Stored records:
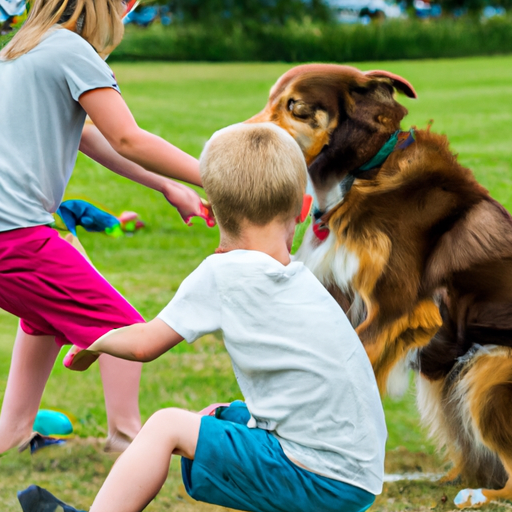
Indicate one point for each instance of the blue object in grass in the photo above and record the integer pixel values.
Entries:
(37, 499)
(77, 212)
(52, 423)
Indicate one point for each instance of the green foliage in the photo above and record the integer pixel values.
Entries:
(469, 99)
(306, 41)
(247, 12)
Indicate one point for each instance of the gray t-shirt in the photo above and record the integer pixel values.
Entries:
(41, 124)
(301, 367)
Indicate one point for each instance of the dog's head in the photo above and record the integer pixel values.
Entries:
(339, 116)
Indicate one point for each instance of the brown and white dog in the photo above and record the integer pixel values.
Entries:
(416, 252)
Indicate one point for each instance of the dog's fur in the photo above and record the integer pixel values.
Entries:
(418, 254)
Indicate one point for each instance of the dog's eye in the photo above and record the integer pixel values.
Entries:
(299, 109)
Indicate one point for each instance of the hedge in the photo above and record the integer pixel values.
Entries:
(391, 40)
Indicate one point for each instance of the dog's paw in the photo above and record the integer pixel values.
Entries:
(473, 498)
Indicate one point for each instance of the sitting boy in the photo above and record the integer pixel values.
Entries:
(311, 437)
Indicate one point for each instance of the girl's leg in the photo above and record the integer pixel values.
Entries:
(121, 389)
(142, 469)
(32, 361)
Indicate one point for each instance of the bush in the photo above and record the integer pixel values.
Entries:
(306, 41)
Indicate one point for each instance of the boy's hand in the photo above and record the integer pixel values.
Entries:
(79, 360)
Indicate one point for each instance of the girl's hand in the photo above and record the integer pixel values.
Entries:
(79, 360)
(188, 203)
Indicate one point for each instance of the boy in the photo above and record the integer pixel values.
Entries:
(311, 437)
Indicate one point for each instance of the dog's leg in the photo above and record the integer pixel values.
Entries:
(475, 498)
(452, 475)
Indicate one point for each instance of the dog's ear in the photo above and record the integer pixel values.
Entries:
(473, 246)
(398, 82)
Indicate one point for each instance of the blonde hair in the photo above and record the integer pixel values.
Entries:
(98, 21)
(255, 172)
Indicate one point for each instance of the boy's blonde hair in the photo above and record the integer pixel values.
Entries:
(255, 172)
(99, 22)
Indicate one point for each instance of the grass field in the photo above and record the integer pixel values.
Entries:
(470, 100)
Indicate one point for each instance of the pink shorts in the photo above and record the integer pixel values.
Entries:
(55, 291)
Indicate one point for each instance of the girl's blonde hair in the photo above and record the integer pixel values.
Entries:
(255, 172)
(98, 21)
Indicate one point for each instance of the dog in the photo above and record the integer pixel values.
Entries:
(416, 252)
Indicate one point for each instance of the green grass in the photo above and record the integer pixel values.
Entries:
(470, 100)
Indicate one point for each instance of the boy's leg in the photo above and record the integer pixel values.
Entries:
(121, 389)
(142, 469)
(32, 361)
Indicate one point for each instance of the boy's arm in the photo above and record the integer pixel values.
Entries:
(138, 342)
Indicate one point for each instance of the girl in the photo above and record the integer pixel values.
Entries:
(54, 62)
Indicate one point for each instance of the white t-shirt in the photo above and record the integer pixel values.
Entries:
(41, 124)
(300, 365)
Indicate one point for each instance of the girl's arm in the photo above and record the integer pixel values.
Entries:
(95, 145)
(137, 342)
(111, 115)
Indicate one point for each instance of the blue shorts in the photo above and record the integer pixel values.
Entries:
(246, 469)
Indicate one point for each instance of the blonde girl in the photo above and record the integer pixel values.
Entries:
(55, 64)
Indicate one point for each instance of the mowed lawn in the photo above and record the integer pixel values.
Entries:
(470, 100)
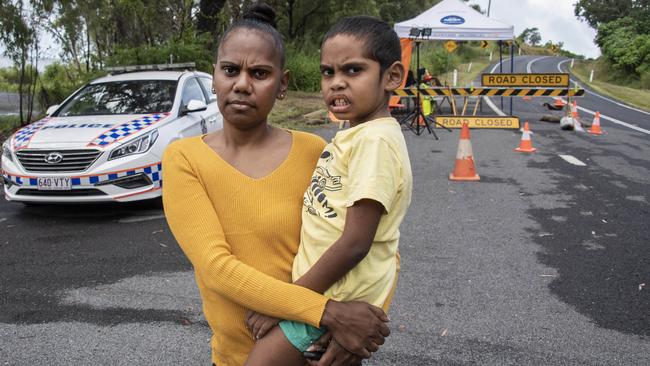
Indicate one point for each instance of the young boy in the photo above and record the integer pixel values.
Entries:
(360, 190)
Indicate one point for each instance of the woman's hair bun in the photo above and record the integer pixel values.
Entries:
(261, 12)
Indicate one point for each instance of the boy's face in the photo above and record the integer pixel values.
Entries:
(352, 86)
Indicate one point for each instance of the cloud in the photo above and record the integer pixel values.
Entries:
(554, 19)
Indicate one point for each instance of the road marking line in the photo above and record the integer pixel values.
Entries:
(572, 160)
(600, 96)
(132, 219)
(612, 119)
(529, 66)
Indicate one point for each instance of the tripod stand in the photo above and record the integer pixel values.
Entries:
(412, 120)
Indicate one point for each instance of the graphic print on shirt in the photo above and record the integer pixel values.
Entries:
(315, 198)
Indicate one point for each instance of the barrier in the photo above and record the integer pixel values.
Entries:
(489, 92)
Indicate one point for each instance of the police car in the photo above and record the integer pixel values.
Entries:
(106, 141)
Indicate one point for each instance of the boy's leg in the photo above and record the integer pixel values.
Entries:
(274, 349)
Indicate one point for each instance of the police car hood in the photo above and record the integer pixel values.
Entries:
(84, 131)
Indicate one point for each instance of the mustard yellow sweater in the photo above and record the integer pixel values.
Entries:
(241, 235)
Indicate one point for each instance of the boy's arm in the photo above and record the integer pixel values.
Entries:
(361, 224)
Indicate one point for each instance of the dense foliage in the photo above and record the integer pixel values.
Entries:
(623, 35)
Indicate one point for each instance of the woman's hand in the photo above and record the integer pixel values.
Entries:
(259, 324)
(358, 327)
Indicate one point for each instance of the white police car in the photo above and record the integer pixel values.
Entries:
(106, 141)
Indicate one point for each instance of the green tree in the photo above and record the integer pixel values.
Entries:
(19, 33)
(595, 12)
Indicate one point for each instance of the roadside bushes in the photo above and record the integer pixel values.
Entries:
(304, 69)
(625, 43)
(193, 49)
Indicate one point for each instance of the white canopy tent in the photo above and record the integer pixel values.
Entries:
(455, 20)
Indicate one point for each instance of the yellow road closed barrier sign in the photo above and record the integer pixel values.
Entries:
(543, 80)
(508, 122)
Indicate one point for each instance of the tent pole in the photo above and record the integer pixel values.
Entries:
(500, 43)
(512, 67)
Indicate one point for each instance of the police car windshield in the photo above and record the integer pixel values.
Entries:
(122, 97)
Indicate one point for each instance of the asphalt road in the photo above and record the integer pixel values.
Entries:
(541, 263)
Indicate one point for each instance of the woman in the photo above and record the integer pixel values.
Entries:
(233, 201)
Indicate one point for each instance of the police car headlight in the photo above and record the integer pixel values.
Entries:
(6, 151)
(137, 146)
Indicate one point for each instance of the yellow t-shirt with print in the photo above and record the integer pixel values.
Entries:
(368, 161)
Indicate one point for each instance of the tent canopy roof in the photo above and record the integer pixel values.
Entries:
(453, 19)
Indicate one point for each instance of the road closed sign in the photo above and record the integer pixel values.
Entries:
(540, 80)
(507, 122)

> What to work on:
Transcribe all of the records above character for character. Exclude the pictures.

> Solution to the problem:
Indicate one point for each instance of the blue object in grass in the photo above and record the integer pixel values.
Entries:
(37, 499)
(77, 212)
(52, 423)
Indicate one point for each instance of the green foliage in the photo above and record the integer pixel values.
Entries:
(469, 99)
(306, 41)
(247, 12)
Indicate one point for each instance of the gray t-shirt in the photo above and record the integer pixel values.
Entries:
(41, 124)
(301, 367)
Indicate one point for each instance of the dog's head in the photo above and record the integer pixel values.
Entries:
(339, 116)
Indicate one point for each instance of the brown and white dog in the photo above and record the integer pixel values.
Entries:
(416, 252)
Indicate one point for each instance of the dog's fur in the photo above and record the integer pixel values.
Entries:
(418, 254)
Indicate one point for each instance of the dog's eye in the photo above and record the integer pixel values.
Entries:
(299, 109)
Indicate one point for each instance of the hedge in the photo above and record the integer pixel values.
Entries:
(391, 40)
Indicate one point for each instance of the dog's paw in the photo above and record the integer pixel values.
Entries:
(473, 498)
Indicate one point for each instance of the sitting boy in the photo above and record the integer pixel values.
Entries:
(311, 437)
Indicate one point for each instance of the girl's leg in the photo above and record the integer pixel values.
Entries:
(121, 389)
(142, 469)
(32, 361)
Indicate one point for each instance of the bush in the photo above and record the integer pixel values.
Entries:
(306, 41)
Indicate one point for each instance of the boy's hand in the photo above and record the integer pixel values.
Entries:
(79, 360)
Indicate one point for each instance of the girl's hand in the photo above and record the integer pixel values.
Entries:
(79, 360)
(188, 203)
Indicate one point for each instance of the boy in the photo above and record the integer pixel values.
Entries:
(311, 437)
Indicate one point for each instance of the dog's leg in the photo above and record the integer pixel values.
Entries:
(475, 498)
(452, 475)
Indicate one point for each instance of the dog's ear in the photo above and record the integer pixel values.
Entries:
(473, 246)
(398, 82)
Indicate one point for each instance of the blonde hair in the photo above and record the integer pixel values.
Entries:
(98, 21)
(255, 172)
Indicate one point for each instance of the boy's blonde hair in the photo above and record the integer pixel values.
Entries:
(255, 172)
(99, 22)
Indicate one point for each instance of the grass field in the photo above and record the integer pixel values.
Entries:
(470, 100)
Indicate one point for each instance of the pink shorts in the photo above and record the integer pixel values.
Entries:
(55, 291)
Indicate one point for each instance of the girl's blonde hair in the photo above and record the integer pixel values.
Entries:
(255, 172)
(98, 21)
Indicate one point for each instance of the dog in the photo above and record the integer pixel values.
Entries:
(416, 252)
Indicate one point for each instance of the green grass in the photo above and record the integer pixel values.
Entries:
(470, 100)
Indicate one point for each instance of the boy's leg in the photo above and record the integer pixel values.
Entries:
(121, 389)
(142, 469)
(32, 361)
Indicate one point for each instance of the boy's arm in the photo above and record the integer pixel values.
Entries:
(138, 342)
Indicate one point for each instance of the girl in the photo above and record the integer pixel values.
Entries:
(54, 62)
Indicate one point for each instance of the white t-shirt in the photo above and record the integer pixel values.
Entries:
(41, 124)
(300, 365)
Indicate one point for each instance of the girl's arm in the photo above and record the integer pixel values.
Entries:
(95, 145)
(137, 342)
(111, 115)
Indicate one point for each instance of the blue shorts in the photo above and record the integer pixel values.
Entries:
(246, 469)
Indicate one point for each instance of the blonde girl in the photo above and record the integer pixel values.
Entries:
(55, 64)
Indicate one point for each instance of the mowed lawn in the photo above and record the integer pixel values.
Entries:
(470, 100)
Indicate one point for each instance of the young boy in the photo above and record the integer pixel values.
Entries:
(360, 190)
Indicate one point for each instance of the woman's hair bun in the photo above and record the integer pixel values.
Entries:
(261, 12)
Indicate one point for each instance of the boy's face in the photo above and record the integer pixel values.
Entries:
(352, 86)
Indicate one point for each instance of the cloud in the photo above and record the integer pixel values.
Entries:
(554, 19)
Indicate one point for each instance of the road marking line in the photo above and record the integer pixel values.
Entries:
(572, 160)
(600, 96)
(132, 219)
(612, 119)
(529, 66)
Indicate one point for each instance of the tripod stand in the photo above and record the integer pixel values.
Entries:
(412, 120)
Indicate one point for each instance of the graphic print on shirt in the photo above and record the integer pixel values.
Entries:
(315, 198)
Indicate one point for each instance of the barrier in the photo above and record the integer pixel values.
Entries:
(489, 92)
Indicate one point for each instance of the police car in the photo above and record the integer pixel values.
Entries:
(106, 141)
Indicate one point for each instance of the boy's leg in the photo above and record the integer pixel values.
Entries:
(274, 349)
Indicate one point for each instance of the police car hood in the photo above and record the integer pixel values.
Entries:
(84, 131)
Indicate one point for each instance of the mustard yellow sweater in the photo above and record the integer pixel values.
Entries:
(241, 235)
Indicate one point for each instance of the boy's arm in the photo above and record the integer pixel values.
Entries:
(361, 224)
Indicate one point for each instance of the dense foliage in the photo above and record the integer pixel values.
Entries:
(623, 35)
Indicate one point for each instance of the woman's hand in the photo above and record the integer pixel values.
Entries:
(259, 324)
(358, 327)
Indicate one point for each instance of the white police car in the photo above and record the integer pixel values.
Entries:
(106, 141)
Indicate one point for each instance of the green tree in the photo above and record the integer pixel values.
Entries:
(19, 33)
(595, 12)
Indicate one point for each instance of the roadside bushes in the photo above and record the integer pixel values.
Entries:
(304, 69)
(625, 43)
(193, 49)
Indicate one point for each instance of the white canopy tent in the photo above and record the integer pixel values.
Entries:
(455, 20)
Indicate one point for each instance of the yellow road closed barrier sign in the photo above and record the integer pixel values.
Entries:
(543, 80)
(508, 122)
Indicate one point for each instance of the tent pole in the photo above and record the integer pixel values.
Entries:
(500, 43)
(512, 67)
Indicate one point for each instance of the police car windshield in the photo above and record the integer pixel values.
Entries:
(122, 97)
Indicate one point for each instance of the asphalt road in the photo above and record the integer pixel values.
Entries:
(541, 263)
Indicate one point for each instance of the woman in the photo above and record the integer pixel values.
Entries:
(233, 201)
Indicate one point for each instance of the police car headlight in the photo above and record the integer pixel values.
Entries:
(6, 151)
(137, 146)
Indicate one point for each instance of the yellow t-shirt with print in the photo above and record the integer pixel values.
Entries:
(368, 161)
Indicate one point for each instance of the tent canopy roof in the photo above and record the integer pixel values.
Entries:
(453, 19)
Indicate one point for each instance of the road closed sign in the photo above and record the integer pixel values.
Entries:
(540, 80)
(507, 122)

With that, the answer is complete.